» Given exercise
Show every line in the listing below that contains the string "dress". Letter case must match.

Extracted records
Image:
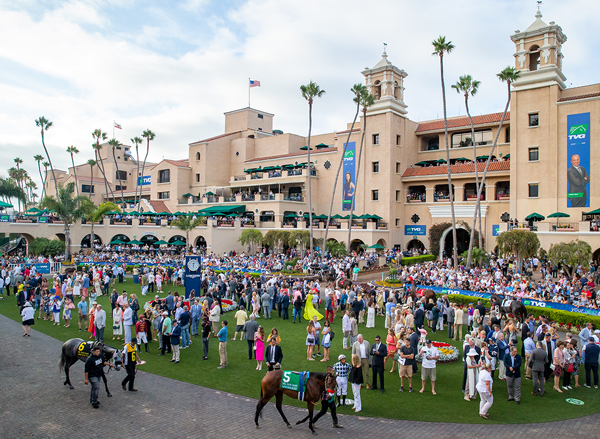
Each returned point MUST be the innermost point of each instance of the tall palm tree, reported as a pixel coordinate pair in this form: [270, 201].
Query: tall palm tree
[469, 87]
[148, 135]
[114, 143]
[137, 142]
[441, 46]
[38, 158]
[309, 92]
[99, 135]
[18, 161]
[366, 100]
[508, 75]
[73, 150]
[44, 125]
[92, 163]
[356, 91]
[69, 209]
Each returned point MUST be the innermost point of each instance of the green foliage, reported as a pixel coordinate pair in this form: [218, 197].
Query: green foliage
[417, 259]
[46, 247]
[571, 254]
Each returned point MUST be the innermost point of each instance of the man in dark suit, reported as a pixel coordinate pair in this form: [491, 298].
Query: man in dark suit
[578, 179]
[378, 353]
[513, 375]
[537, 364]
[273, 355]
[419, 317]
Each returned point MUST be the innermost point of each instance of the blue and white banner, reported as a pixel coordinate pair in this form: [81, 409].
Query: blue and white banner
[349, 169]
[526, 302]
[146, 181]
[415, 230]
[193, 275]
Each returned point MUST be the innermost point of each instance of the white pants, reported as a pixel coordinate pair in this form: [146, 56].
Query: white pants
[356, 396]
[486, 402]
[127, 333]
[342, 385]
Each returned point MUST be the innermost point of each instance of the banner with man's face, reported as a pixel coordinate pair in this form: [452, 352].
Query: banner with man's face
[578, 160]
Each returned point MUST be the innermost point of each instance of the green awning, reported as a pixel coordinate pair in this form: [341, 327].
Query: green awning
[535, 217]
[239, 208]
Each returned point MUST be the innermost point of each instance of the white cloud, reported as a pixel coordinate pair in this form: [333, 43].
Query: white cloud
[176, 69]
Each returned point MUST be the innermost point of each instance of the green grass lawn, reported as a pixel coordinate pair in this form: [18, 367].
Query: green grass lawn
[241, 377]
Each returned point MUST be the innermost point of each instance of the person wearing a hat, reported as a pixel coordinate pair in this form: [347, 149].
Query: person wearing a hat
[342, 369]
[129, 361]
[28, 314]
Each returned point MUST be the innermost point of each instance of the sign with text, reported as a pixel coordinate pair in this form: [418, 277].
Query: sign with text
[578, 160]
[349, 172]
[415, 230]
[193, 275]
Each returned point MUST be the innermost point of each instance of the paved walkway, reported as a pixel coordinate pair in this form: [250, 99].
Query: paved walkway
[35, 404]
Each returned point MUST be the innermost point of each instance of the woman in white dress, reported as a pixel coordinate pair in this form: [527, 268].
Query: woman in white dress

--

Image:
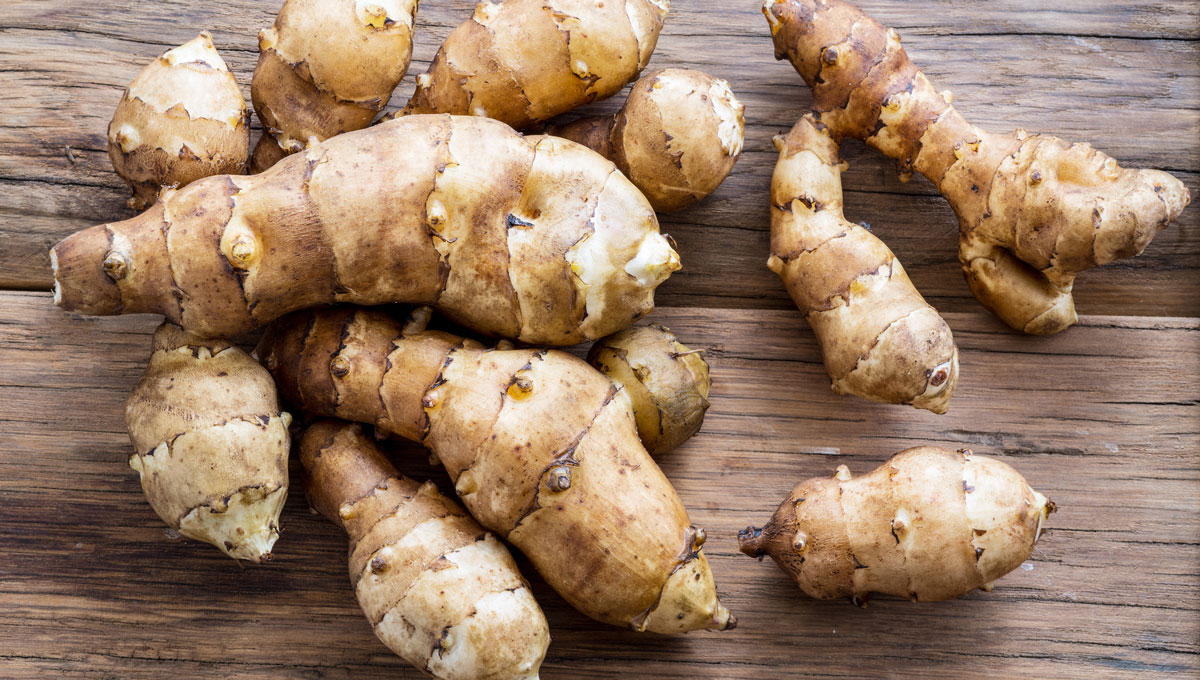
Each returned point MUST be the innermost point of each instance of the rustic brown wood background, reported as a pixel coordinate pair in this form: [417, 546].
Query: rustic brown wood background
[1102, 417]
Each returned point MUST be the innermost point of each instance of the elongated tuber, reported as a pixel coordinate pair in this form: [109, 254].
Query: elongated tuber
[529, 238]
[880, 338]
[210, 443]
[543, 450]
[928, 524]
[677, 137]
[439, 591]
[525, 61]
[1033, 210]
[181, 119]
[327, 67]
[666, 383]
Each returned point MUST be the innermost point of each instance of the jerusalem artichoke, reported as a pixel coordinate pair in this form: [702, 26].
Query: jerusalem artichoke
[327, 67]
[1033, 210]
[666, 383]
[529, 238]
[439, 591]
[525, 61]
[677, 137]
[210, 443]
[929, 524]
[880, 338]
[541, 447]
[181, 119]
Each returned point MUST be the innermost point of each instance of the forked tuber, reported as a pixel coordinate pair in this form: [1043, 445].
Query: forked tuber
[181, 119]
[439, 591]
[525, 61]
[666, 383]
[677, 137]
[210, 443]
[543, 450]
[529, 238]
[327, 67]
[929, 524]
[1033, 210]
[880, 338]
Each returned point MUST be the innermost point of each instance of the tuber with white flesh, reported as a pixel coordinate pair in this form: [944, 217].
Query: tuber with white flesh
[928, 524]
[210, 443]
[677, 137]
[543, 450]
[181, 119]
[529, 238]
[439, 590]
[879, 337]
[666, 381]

...

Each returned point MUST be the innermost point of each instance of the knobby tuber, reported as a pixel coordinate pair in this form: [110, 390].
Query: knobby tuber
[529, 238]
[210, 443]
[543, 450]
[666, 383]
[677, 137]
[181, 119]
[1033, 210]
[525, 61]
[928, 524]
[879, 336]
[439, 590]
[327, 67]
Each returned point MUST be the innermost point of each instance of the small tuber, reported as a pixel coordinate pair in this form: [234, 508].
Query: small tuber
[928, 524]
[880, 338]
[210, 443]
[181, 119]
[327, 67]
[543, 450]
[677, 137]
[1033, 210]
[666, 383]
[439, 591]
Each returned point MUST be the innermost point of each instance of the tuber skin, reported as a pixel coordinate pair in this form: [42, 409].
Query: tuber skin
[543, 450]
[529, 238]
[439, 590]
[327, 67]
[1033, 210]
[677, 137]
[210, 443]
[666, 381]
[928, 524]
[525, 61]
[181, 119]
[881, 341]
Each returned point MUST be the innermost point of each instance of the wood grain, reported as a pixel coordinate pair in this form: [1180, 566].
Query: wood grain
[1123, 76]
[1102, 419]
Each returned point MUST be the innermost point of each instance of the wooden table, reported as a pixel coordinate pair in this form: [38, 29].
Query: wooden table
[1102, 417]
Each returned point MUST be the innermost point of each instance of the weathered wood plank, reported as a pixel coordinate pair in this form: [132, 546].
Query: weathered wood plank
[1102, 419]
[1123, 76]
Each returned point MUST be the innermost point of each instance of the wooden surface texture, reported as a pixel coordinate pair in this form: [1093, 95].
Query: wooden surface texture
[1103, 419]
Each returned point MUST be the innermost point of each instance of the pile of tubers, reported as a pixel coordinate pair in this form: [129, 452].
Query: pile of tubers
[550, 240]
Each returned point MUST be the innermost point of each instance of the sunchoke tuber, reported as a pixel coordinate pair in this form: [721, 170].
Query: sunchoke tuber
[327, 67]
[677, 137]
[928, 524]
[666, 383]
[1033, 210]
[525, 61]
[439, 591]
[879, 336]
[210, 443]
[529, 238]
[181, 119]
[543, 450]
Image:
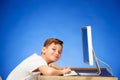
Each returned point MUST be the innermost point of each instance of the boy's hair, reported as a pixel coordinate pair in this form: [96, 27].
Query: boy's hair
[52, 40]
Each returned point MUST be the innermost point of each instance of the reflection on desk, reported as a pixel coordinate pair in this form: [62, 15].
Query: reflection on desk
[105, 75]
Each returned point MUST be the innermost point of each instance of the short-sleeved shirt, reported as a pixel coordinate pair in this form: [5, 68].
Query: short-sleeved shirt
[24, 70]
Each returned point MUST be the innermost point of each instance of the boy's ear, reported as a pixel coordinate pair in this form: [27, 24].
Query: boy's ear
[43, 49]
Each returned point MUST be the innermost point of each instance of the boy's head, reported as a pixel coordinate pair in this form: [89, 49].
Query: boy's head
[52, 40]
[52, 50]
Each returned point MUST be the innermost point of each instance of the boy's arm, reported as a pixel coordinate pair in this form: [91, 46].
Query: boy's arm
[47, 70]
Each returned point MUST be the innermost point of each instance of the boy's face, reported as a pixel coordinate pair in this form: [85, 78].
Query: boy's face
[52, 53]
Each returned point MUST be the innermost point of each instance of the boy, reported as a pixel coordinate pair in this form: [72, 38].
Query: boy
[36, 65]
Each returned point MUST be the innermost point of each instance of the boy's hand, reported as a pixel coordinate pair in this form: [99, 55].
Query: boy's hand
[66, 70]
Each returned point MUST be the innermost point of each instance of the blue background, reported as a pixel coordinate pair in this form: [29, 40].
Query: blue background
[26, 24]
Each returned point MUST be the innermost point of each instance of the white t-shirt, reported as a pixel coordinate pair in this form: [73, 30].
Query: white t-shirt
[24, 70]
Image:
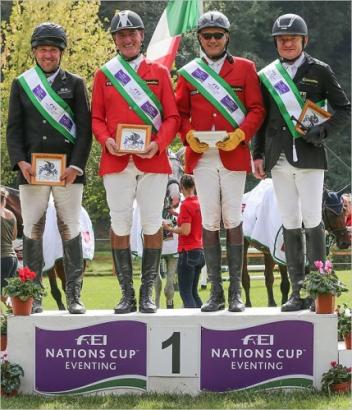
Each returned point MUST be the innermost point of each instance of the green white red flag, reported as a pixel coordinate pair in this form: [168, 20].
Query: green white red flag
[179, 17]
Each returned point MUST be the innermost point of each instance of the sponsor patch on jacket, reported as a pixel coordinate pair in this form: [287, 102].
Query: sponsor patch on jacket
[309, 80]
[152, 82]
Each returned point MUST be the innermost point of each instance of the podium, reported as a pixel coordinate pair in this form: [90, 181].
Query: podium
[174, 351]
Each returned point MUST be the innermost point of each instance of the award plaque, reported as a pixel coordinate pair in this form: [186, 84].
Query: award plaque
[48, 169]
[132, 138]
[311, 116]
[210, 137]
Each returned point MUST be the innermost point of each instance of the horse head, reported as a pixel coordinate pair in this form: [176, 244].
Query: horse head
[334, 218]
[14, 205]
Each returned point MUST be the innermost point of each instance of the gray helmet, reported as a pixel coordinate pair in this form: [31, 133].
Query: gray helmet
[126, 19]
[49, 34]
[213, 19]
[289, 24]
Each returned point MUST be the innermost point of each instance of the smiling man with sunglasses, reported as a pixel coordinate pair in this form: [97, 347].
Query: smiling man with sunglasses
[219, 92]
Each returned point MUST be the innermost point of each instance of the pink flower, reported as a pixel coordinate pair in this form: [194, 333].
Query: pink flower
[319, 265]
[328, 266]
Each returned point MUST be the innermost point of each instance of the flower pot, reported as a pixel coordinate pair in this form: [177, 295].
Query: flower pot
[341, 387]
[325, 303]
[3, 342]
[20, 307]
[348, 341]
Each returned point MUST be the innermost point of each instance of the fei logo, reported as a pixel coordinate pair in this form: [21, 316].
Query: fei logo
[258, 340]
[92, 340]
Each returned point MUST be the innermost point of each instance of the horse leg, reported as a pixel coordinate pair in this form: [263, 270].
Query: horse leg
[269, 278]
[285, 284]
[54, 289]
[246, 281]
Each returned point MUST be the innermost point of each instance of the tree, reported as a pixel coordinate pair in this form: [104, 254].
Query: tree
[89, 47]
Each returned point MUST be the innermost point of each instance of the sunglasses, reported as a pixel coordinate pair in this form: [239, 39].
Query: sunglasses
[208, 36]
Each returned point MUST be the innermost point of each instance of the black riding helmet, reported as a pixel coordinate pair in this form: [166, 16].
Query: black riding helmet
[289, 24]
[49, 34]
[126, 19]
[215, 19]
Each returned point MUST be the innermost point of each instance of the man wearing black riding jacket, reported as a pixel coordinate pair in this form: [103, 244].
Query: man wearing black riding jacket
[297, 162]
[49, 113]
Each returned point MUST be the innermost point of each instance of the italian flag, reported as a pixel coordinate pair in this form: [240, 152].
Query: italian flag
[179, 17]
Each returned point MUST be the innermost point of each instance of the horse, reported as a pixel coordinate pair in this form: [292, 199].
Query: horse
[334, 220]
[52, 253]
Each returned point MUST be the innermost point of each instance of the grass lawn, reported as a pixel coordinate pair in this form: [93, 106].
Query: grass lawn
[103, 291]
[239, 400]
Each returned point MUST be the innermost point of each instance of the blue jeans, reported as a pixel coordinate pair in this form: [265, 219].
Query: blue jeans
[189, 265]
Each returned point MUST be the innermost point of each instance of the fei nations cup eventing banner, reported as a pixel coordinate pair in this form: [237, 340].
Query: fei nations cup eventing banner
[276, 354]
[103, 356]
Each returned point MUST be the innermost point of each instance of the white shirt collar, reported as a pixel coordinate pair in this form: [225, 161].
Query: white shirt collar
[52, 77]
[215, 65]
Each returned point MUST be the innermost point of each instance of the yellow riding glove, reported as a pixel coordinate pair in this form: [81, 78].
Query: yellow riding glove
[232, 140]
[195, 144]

» Complete output
Each returned point MUST be the innermost point of each instance of the woman in white dress, reported as a pixel coordinate pair in this form: [527, 268].
Query: woman in white dress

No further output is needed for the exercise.